[Records drawn from a dataset]
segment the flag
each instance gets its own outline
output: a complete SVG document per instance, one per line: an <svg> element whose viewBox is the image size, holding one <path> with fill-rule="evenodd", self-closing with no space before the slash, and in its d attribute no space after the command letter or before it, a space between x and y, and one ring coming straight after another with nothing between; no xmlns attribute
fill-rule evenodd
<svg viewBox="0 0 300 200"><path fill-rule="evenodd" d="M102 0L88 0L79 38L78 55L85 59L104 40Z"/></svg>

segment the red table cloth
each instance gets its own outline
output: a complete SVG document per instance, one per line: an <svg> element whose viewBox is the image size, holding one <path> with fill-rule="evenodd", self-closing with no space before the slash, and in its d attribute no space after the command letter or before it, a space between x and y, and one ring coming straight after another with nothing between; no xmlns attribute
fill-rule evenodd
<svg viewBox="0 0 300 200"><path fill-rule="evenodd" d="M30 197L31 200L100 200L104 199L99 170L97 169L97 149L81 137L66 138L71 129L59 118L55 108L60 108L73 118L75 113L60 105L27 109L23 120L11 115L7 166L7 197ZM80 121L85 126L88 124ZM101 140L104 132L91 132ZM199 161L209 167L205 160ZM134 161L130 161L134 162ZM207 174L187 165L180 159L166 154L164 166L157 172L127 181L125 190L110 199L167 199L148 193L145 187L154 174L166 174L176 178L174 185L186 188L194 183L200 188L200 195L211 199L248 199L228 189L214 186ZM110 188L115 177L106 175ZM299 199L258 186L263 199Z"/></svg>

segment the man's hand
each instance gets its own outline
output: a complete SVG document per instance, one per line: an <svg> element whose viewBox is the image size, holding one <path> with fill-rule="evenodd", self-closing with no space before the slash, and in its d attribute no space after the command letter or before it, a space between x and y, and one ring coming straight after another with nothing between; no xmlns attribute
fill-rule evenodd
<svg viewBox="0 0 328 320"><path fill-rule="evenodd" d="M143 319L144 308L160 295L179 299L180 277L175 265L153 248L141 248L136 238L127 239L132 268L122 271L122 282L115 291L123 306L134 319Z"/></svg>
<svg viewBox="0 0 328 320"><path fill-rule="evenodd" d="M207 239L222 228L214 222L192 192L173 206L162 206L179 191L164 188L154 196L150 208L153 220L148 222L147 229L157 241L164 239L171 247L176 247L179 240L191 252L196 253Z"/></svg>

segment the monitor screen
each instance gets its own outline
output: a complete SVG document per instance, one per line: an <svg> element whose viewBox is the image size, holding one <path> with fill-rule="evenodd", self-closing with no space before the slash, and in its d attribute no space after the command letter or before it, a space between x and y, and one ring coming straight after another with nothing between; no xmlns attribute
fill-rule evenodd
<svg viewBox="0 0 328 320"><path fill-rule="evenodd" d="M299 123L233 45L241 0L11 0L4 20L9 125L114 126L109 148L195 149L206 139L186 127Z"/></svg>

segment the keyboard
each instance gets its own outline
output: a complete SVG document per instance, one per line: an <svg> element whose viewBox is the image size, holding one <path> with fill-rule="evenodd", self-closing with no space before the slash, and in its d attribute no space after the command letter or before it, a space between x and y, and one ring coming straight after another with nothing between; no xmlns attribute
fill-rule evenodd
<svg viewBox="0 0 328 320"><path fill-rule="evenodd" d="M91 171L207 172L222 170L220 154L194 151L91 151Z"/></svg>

**TASK DESCRIPTION:**
In the entries, how many lines include the string "segment"? Only the number should be given.

**EXERCISE RESPONSE:**
5